EXERCISE AIM - Reproduce the rows below verbatim, starting at their first line and ending with the line that contains "top-left (0, 1), bottom-right (608, 341)", including both of those lines.

WORKING DATA -
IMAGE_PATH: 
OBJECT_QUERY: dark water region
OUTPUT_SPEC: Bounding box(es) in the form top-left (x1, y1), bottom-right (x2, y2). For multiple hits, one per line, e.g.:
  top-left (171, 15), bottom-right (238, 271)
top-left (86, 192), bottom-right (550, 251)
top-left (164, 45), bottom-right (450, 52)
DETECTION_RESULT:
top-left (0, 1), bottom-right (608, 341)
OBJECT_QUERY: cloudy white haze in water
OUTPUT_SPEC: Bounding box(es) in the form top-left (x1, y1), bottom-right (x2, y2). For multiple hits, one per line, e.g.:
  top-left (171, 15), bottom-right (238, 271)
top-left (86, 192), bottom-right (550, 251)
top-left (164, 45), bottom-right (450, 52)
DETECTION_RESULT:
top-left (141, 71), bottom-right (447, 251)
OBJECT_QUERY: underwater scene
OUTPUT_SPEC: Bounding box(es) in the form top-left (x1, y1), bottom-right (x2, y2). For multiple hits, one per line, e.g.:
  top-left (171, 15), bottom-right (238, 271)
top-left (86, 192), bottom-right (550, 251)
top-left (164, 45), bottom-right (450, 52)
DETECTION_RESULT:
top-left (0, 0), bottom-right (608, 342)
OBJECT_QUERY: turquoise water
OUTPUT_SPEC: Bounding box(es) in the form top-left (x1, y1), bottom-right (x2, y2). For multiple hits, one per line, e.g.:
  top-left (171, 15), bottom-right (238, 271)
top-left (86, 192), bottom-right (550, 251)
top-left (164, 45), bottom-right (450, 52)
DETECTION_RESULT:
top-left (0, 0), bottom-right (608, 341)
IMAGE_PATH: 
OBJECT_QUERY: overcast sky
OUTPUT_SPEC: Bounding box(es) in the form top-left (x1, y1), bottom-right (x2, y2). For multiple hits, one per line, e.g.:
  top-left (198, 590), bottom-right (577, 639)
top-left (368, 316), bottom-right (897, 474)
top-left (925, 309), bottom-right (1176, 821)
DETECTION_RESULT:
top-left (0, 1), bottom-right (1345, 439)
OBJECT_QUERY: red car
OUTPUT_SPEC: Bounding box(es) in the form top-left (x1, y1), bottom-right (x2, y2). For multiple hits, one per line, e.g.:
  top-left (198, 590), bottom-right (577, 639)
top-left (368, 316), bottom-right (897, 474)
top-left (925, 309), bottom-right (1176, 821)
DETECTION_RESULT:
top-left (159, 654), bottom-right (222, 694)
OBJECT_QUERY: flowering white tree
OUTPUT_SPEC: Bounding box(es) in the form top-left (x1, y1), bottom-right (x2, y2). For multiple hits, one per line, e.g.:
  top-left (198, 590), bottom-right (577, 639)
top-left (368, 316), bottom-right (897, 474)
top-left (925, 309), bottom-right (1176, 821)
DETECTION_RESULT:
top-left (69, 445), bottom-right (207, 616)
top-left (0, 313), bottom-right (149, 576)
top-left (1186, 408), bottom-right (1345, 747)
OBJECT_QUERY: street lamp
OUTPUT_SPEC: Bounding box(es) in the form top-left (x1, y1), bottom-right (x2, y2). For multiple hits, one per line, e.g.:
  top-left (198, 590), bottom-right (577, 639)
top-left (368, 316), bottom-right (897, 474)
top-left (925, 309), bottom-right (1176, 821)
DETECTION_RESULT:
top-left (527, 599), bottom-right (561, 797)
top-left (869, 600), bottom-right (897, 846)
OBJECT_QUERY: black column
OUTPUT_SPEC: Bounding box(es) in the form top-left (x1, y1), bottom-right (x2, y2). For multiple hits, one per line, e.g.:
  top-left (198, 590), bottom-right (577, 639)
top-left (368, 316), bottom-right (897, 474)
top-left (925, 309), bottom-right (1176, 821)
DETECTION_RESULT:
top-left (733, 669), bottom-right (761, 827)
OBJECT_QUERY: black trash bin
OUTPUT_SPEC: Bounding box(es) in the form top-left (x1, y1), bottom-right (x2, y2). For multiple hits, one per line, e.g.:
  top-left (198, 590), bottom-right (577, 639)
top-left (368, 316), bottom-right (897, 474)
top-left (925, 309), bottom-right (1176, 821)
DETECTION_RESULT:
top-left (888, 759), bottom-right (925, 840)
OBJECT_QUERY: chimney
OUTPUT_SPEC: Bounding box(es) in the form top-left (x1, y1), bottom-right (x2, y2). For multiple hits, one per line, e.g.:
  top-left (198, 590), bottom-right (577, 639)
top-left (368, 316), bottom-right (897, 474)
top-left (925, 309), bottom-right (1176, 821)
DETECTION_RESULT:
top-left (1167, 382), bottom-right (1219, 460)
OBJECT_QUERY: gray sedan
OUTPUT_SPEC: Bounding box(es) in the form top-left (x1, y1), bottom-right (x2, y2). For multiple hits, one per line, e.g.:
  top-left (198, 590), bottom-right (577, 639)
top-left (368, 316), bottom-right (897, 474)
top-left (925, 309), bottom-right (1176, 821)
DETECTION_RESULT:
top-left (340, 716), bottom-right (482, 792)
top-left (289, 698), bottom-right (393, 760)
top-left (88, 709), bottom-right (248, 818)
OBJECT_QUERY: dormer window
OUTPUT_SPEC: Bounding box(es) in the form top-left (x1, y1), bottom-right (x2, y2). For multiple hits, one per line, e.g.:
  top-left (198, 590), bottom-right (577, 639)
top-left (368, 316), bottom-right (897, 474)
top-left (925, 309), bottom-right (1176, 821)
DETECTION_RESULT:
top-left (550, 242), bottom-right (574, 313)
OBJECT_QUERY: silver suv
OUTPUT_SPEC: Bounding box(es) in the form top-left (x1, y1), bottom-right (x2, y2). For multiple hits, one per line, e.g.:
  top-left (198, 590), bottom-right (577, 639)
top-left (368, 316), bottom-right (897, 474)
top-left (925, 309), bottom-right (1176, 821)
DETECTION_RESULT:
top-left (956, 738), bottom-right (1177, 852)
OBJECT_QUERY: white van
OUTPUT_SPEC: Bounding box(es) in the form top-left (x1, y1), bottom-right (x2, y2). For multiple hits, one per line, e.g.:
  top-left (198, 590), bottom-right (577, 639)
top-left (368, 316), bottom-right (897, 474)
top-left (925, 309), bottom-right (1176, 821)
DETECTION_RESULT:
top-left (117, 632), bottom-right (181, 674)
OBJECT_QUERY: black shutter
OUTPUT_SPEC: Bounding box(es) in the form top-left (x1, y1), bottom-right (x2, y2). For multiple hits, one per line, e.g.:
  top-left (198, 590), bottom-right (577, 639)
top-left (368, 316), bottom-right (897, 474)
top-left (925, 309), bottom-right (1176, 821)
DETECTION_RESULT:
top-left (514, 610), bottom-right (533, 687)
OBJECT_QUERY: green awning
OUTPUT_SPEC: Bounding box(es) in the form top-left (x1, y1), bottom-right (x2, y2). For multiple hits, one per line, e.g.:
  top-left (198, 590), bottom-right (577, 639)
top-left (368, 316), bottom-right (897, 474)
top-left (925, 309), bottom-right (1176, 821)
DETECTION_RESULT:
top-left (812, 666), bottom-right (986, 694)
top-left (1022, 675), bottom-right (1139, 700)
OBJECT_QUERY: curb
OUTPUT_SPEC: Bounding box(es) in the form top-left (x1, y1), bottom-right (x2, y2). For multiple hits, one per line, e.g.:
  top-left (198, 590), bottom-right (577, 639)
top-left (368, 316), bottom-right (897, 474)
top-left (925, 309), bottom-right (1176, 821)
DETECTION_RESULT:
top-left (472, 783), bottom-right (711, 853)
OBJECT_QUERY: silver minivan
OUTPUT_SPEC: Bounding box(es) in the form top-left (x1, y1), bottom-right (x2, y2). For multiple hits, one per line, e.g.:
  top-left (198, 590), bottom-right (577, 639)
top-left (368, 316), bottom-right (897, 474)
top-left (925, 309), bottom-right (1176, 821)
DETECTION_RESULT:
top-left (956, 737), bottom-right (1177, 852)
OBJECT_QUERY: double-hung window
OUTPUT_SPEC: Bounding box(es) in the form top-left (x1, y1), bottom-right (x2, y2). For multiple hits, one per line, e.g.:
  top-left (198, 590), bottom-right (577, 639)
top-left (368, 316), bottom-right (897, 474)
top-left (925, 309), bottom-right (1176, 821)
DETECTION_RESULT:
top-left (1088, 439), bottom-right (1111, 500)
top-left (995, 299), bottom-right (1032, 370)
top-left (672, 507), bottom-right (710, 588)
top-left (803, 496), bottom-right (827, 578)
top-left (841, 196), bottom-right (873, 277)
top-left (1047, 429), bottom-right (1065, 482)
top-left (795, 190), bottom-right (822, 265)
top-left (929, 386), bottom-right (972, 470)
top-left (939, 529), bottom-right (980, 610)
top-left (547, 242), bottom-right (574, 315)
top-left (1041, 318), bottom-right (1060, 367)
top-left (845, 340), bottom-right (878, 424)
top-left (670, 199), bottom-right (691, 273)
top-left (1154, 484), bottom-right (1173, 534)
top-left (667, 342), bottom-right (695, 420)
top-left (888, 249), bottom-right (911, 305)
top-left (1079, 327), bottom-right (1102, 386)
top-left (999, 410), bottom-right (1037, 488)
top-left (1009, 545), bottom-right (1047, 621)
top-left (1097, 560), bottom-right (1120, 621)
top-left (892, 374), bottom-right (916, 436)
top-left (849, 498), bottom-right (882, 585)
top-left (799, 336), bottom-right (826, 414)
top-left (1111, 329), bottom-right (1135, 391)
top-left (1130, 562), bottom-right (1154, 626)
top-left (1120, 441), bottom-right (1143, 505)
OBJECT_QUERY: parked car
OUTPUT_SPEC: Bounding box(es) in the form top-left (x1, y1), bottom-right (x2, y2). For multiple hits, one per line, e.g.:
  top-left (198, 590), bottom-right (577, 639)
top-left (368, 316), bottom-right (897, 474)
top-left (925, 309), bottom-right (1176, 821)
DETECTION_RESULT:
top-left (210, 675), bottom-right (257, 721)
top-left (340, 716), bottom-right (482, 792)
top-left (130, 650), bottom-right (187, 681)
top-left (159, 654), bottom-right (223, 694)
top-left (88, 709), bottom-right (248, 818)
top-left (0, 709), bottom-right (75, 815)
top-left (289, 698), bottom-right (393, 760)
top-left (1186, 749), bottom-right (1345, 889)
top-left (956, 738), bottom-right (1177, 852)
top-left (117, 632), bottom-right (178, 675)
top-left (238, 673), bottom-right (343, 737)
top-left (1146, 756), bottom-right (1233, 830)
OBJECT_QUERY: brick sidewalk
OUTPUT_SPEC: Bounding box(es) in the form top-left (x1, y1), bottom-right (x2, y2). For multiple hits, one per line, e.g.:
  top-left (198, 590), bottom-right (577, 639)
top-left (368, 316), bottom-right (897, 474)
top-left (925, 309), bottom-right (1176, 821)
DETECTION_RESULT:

ANSWER TO THIS EXERCISE -
IMAGE_PATH: 
OBJECT_QUERY: dark water region
OUTPUT_SPEC: Bounding box(es) in the form top-left (x1, y1), bottom-right (x2, y2). For multiple hits, one per line, e.g.:
  top-left (171, 15), bottom-right (238, 271)
top-left (86, 192), bottom-right (550, 251)
top-left (164, 45), bottom-right (450, 52)
DETECTION_RESULT:
top-left (0, 1), bottom-right (608, 341)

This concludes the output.